§ **YOUR OBJECTIVE**
Copy out every line of the material below word for word, without changing anything.

§ **RAW RECORDS**
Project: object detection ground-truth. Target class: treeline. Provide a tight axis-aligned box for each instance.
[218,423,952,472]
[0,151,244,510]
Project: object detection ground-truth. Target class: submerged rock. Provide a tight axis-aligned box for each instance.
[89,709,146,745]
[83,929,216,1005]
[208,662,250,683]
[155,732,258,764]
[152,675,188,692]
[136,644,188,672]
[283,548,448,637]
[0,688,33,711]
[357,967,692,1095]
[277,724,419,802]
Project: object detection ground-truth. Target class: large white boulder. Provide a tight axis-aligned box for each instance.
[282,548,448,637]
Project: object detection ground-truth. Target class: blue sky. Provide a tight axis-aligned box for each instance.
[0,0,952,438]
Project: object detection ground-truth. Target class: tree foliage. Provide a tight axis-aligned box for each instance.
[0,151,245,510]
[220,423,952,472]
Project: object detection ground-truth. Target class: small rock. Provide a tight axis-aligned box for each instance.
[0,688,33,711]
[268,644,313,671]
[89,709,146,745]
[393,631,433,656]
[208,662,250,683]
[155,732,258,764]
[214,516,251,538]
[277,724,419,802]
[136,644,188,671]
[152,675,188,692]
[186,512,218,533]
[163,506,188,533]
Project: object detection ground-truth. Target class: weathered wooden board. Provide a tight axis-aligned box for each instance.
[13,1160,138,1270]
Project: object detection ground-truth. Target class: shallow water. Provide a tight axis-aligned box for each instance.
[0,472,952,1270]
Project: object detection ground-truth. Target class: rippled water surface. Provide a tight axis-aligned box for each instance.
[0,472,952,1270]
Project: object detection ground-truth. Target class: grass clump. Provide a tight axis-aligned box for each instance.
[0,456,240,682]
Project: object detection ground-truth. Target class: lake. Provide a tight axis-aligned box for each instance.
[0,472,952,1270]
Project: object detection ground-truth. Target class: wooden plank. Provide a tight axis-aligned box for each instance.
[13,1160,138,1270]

§ **SOLUTION**
Project: object detection ground-truth. Target class: treeline. Provide a tight axis-aligned box for each instance.
[218,423,952,472]
[0,151,244,510]
Project: object detection ground-truth. Target class: submerged rock. Provide a tight axis-aligned box for each instance.
[89,709,146,745]
[83,929,216,1005]
[208,662,250,683]
[155,732,258,764]
[152,675,188,692]
[136,644,188,672]
[283,548,448,637]
[0,688,33,711]
[357,967,692,1095]
[277,724,419,802]
Project: object detection ground-truth. Target class: large white boulder. Provide a tight axis-aligned box for each instance.
[282,548,448,637]
Project: object detection ground-truth. Target class: blue sky. Provide a tight axis-aligned box for each instance.
[0,0,952,438]
Project: object detection ground-truth. Target class: tree foliage. Provide a tight axis-aligned box for each instance.
[0,151,245,510]
[220,423,952,472]
Project: object detection ground-truth. Target class: small rock. Provide a tight axis-aligned box for each instance.
[0,688,33,711]
[268,644,313,671]
[89,709,146,745]
[393,631,433,656]
[208,662,250,683]
[155,732,258,764]
[214,516,251,538]
[277,724,419,802]
[136,644,188,671]
[152,675,188,692]
[186,512,218,533]
[163,506,188,533]
Project: object detection ground-truth. Target class: weathered wooden board. Provide a tight axis-aligned box for each instance.
[13,1160,138,1270]
Project: object detection ground-truth. Target class: shallow water. Provide a tight axis-aligned box for each instance.
[0,472,952,1270]
Project: object detection ground-truth. Target class: rippled water surface. Provide a tight axis-aligned box for each instance.
[0,472,952,1270]
Project: object detection ground-truth. Target class: grass clump. Provide a tight axis-aligned box for each instance.
[0,456,240,682]
Project: object detection ground-truth. Target class: lake. Provide a tight axis-aligned box for each instance.
[0,472,952,1270]
Project: object detection ground-truth. Target class: wooden plank. Provide a tight axis-aligned box for each instance.
[13,1160,138,1270]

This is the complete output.